### TASK INPUT ###

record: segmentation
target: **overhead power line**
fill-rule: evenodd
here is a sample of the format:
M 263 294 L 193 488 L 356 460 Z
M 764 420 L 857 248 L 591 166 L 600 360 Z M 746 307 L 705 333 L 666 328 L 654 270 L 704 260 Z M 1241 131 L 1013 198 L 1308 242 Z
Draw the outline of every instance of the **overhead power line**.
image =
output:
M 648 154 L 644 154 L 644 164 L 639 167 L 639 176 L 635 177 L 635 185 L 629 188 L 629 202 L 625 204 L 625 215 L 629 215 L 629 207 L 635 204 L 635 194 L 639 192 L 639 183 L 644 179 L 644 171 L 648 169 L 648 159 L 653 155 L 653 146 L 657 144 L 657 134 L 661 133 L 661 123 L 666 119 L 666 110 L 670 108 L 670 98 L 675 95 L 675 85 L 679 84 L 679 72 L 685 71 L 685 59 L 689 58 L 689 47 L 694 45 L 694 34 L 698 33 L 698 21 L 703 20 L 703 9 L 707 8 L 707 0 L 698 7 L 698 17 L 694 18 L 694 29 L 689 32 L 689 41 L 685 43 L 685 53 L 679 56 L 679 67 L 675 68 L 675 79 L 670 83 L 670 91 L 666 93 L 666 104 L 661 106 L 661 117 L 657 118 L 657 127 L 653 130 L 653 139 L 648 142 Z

###

WRITTEN REQUEST: Repeat all of the lines above without changing a single character.

FULL RESPONSE:
record: segmentation
target: **overhead power line**
fill-rule: evenodd
here is a sample of the format:
M 263 294 L 193 488 L 356 460 Z
M 764 420 L 857 248 L 591 166 L 600 360 Z M 746 307 L 705 333 L 666 328 L 654 270 L 704 260 Z M 1241 131 L 1013 198 L 1308 242 Z
Draw the outline of every instance of the **overhead power line**.
image =
output:
M 648 154 L 644 154 L 644 164 L 639 167 L 639 176 L 635 177 L 635 185 L 629 188 L 629 202 L 625 204 L 625 215 L 629 215 L 629 207 L 635 204 L 635 194 L 639 192 L 639 183 L 644 179 L 644 171 L 648 169 L 648 159 L 653 155 L 653 146 L 657 144 L 657 134 L 661 133 L 661 123 L 666 119 L 666 110 L 670 108 L 670 98 L 675 95 L 675 85 L 679 84 L 679 72 L 685 71 L 685 59 L 689 58 L 689 47 L 694 45 L 694 34 L 698 33 L 698 21 L 703 20 L 703 9 L 707 8 L 707 0 L 698 7 L 698 17 L 694 18 L 694 29 L 689 32 L 689 41 L 685 43 L 685 53 L 679 56 L 679 67 L 675 68 L 675 79 L 670 83 L 670 91 L 666 93 L 666 104 L 661 106 L 661 117 L 657 118 L 657 127 L 653 130 L 653 139 L 648 142 Z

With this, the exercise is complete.